### Exercise aim
When you reach the line that contains "Query: dark blue sky" in the entries below, begin returning lines exactly as written and continue through the last one.
━━━ Supplied information ━━━
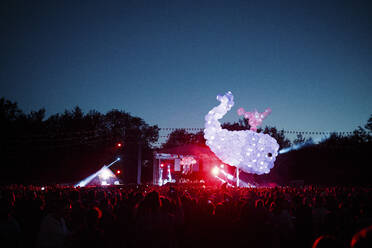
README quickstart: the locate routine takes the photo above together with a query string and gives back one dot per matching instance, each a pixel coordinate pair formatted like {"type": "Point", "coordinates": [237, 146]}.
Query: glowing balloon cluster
{"type": "Point", "coordinates": [248, 150]}
{"type": "Point", "coordinates": [187, 163]}
{"type": "Point", "coordinates": [254, 118]}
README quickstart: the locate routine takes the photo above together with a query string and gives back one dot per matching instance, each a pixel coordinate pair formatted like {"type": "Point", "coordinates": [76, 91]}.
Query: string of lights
{"type": "Point", "coordinates": [171, 129]}
{"type": "Point", "coordinates": [92, 136]}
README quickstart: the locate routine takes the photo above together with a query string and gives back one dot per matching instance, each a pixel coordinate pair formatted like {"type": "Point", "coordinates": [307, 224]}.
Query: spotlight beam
{"type": "Point", "coordinates": [87, 180]}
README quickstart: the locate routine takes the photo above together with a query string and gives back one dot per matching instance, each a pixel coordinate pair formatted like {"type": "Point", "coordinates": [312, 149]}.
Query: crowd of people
{"type": "Point", "coordinates": [185, 216]}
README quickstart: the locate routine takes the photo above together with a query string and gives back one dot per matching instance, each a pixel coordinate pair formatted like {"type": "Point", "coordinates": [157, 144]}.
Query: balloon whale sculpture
{"type": "Point", "coordinates": [247, 150]}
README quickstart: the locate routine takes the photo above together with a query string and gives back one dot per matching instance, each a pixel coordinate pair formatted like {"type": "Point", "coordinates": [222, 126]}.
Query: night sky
{"type": "Point", "coordinates": [165, 61]}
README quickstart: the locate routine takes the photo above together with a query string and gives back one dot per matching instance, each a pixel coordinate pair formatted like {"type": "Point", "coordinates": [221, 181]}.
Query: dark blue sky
{"type": "Point", "coordinates": [165, 61]}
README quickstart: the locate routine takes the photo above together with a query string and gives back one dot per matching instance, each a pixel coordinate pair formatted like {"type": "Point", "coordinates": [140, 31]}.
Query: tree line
{"type": "Point", "coordinates": [71, 145]}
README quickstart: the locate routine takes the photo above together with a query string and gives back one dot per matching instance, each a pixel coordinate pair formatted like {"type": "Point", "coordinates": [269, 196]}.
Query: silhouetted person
{"type": "Point", "coordinates": [362, 239]}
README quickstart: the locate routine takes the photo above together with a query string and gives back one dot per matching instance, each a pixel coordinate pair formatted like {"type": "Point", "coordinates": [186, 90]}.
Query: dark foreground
━━━
### Completed exercise
Query: dark blue sky
{"type": "Point", "coordinates": [165, 61]}
README quickstart: the locate routine takes the photo above together with a query string and gives back one dot per matching instance, each a pixel coordinate pair formatted like {"type": "Point", "coordinates": [140, 31]}.
Query: tree line
{"type": "Point", "coordinates": [71, 145]}
README quickstart: the locate routine takes the photo above together with a query string and gives back one dot per matching instance, each a pixel coordinate pair formatted like {"type": "Point", "coordinates": [269, 196]}.
Query: silhouetted person
{"type": "Point", "coordinates": [362, 239]}
README quickstart: the locate routine takes the photo above together with a query string and gives back one dot per matching instance, each a pixel coordinate pair formatted like {"type": "Point", "coordinates": [186, 90]}.
Query: dark foreground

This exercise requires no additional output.